**Work to do**
**A.** Repeat the part of the passage about Captain, We're Sinking between "To put another" and "play music professionally.", inclusive.
**B.** In the passage about Captain, We're Sinking, list every distinct word that contains an apostrophe, in the order each first appears.

**Quoted passage**
** Start **
“And get a merch box,” bassist Zack Charette interrupts laughing, “and we got that.”
To put another way, Captain, We’re Sinking has set out to play music that both they and other people can appreciate. These seem like modest, if not typical, goals; a band shouldn’t be a band, it seems, if these two requirements aren’t realized, right? In reality, though, these are the goals of every fledgling band, and an indicator that the band has confidence and talent, two things needed play music professionally.
Of course, any touring band also needs a merch box (and merch to put in it), but the majority of musicians can never quite make it to this point—that is, to the point when they are willing to pour their own money into a musical project that may never turn a profit (or the point when the band becomes profitable enough to afford merch). Even Charette’s interjection suggests that Captain, We’re Sinking is a band ready to take that next step.
** End **
**Data extract**
** Start **
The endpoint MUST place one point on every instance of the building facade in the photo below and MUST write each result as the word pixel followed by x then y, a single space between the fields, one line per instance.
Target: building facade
** End **
**Task solutions**
**A.**
To put another way, Captain, We’re Sinking has set out to play music that both they and other people can appreciate. These seem like modest, if not typical, goals; a band shouldn’t be a band, it seems, if these two requirements aren’t realized, right? In reality, though, these are the goals of every fledgling band, and an indicator that the band has confidence and talent, two things needed play music professionally.

**B.**
We're
shouldn't
aren't
Charette's